+++ Record extracts +++

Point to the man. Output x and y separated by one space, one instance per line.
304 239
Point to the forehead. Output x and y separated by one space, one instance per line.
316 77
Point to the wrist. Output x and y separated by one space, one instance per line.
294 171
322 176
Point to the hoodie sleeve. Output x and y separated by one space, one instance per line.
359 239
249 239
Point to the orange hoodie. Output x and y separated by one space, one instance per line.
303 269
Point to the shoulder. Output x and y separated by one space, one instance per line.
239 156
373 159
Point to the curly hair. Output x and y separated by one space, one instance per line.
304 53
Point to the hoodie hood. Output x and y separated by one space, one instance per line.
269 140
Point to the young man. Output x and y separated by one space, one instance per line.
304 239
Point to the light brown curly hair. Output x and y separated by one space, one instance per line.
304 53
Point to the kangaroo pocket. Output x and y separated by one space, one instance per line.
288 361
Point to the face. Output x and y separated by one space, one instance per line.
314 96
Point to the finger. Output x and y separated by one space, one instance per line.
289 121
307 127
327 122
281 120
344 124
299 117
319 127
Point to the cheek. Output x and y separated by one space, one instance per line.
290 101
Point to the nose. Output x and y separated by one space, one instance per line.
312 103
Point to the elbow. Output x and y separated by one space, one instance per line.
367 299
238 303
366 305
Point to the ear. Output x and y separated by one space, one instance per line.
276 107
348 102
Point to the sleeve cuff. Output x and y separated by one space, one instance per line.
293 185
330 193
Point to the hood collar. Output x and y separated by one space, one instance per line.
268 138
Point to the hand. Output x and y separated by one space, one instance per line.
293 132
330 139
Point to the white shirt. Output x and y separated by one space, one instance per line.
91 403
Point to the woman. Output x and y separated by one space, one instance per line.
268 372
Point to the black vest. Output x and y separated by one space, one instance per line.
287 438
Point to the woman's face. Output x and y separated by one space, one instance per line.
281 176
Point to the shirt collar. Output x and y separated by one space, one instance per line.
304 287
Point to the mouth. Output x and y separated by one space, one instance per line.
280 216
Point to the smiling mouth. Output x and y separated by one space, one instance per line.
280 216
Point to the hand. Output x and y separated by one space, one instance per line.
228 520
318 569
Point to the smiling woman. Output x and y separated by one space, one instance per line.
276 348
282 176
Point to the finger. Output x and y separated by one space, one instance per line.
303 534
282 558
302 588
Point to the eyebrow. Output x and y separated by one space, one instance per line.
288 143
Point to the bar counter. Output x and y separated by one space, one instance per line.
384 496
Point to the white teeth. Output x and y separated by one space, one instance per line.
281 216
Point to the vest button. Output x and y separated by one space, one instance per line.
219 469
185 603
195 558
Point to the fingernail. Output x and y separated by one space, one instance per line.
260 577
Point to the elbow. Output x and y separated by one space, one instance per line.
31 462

+++

What to produce
With both ends included, please retype exactly the lines from the line containing "Point to the smiling woman." to the final line of the data.

Answer in full
Point to the smiling woman. Output x and y separated by one space, one instance per line.
276 348
282 176
Point to the finger. Output x and y separated by one space, one instance per line.
303 534
282 558
302 588
Point to the eyebrow. Output x and y separated by one space, one instance per line.
288 143
Point to the bar counter. Output x and y separated by one space, one instance per line.
384 496
Point to the white teeth. Output x and y separated by one space, one instance per line.
281 216
Point to the vest button. Output x and y separated by one space, one instance per line.
219 469
185 603
195 558
Point to the fingernail. Output x and y separated by one space, one instance per line.
260 577
Point to the elbow. Output x and y separated by one space, one instance per line.
31 462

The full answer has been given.